REQUIRED WORK: Can you reproduce the data beneath, keeping every line exact?

Point placement records:
+===+

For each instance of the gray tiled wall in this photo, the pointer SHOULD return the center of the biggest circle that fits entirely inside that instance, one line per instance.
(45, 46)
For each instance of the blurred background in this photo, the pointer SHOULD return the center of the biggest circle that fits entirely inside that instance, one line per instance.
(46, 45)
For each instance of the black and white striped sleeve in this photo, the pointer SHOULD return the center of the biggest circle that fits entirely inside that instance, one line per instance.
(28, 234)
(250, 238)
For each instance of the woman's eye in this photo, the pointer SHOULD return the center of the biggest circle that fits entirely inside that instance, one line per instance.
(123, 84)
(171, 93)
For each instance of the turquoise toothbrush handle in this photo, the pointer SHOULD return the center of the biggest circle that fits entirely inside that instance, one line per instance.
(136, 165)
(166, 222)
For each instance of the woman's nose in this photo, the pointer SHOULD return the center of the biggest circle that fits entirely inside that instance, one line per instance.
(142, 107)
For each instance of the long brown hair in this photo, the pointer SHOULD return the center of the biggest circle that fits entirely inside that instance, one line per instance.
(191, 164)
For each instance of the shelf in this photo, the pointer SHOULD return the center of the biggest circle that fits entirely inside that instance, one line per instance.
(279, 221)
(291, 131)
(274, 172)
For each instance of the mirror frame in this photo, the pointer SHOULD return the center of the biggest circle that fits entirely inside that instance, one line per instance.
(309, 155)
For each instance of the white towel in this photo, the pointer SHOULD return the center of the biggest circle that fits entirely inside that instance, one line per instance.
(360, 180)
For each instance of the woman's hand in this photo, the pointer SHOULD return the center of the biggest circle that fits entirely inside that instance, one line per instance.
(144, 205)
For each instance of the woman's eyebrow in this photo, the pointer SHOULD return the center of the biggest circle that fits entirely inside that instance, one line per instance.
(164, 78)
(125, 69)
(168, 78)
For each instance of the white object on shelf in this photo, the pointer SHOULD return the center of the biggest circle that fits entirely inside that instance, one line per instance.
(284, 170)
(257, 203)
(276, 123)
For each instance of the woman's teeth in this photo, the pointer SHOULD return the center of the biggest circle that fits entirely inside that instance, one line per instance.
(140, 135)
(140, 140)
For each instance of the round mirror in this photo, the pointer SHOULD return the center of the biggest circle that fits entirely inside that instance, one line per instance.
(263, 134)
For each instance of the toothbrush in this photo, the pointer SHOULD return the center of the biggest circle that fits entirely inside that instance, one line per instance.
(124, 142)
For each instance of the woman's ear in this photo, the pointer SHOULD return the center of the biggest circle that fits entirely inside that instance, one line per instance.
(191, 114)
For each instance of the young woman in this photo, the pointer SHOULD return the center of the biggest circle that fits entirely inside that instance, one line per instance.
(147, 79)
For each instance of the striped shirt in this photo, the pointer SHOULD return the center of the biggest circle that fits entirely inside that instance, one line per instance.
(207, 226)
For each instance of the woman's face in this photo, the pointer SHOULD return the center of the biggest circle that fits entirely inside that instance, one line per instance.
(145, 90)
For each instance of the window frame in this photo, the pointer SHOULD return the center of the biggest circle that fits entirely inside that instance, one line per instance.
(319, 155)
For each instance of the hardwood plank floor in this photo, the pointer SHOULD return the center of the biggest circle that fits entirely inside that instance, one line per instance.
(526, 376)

+===+

RESPONSE:
For each instance of the gray tiled wall in this photo, the pointer SHOULD return the center of the biggest circle that fits entirely inside that instance, one line per instance.
(45, 46)
For each instance of the blurred background in this photo, the pointer SHOULD return the center of the biggest circle that fits entirely inside that instance, one line per instance.
(46, 45)
For each instance of the black and white striped sleeve in this photo, the pointer SHOULD return the center of the biggest circle that fits entirely inside that instance, one line per instance.
(28, 234)
(250, 238)
For each instance of the woman's eye in this photo, the pointer SHOULD return the center of the biggest circle that fits entirely inside that instance, one line per instance.
(123, 84)
(171, 93)
For each instance of the turquoise toothbrush handle in this photo, the pointer SHOULD return the center of the biggest circle that fits entirely inside that instance, one line per instance.
(136, 165)
(166, 222)
For each instance of the woman's nose in this photo, the pointer SHOULD return the center of the biggest circle that fits entirely inside that instance, one line per instance.
(142, 107)
For each instance of the long brown hair in this photo, the pointer SHOULD return the center of the biggest circle that fits entirely inside that instance, one line per instance.
(191, 164)
For each instance of the shelf in this photo, the pointer SHOULD return the center of the biggest circle that fits entirely inside that instance, one line per instance.
(279, 221)
(291, 131)
(274, 172)
For each instance of the mirror frame in this photo, the pointer SHOULD return the center of the biggest circle that fits entirely inside that instance, one line per instance.
(309, 155)
For each instance of the white towel in this photo, the pointer SHOULD return the center of the biggest circle that fits entirely inside that instance, one line per instance.
(360, 180)
For each instance of the woman's hand in this photo, the pointer SHOULD return the center of the biggest circle that fits entirely inside that instance, one line per instance.
(144, 205)
For each instance of the woman's eyebrow in this photo, the pointer SHOULD return the center of the biggest circle that fits entirely inside that instance, one line per instance.
(164, 78)
(125, 69)
(168, 78)
For each instance of the white object on shelf in this photo, the pointer SHOULD return the center of the biggest circle that fits entirely inside that instance, one line per instance.
(284, 170)
(257, 203)
(276, 123)
For each instance of the woman's teeth in this photo, the pointer SHOULD return the center of the biggest circle that fits entirely inside that instance, one line per instance.
(140, 135)
(140, 140)
For each instance of the round mirror in this photo, the pointer SHOULD return the center of the biggest circle that fits entirely inside that instance, one line per instance.
(263, 134)
For each instance of the toothbrush in this photo, the pointer SHOULD return the center of the biggest circle that fits entirely inside that instance, one line per instance.
(124, 142)
For each instance of the woman's ear in this photo, the pointer SHOULD return the center of the biggest circle that fits entirely inside that instance, one line per instance.
(191, 114)
For each instance of the young woman in this photo, the pointer SHOULD return the center of the biggest circle that fits entirely inside that instance, one line per instance.
(147, 79)
For each instance of the striped shirt in this photo, the pointer SHOULD return the center of the biggest circle that fits entirely inside that instance, one line per instance.
(207, 226)
For each instance of the woman's face in this photo, the pointer SHOULD return the center of the biggest circle that fits entirely inside that instance, one line per instance.
(145, 90)
For each instance of the window frame in this photo, the pointer SHOULD return the center of the biggest circle that fits entirely inside that instance, one line per instance.
(319, 155)
For each instance of the hardwood plank floor in this photo, the pointer SHOULD return the center of the biggest circle that fits entirely inside that instance, one line per instance.
(526, 376)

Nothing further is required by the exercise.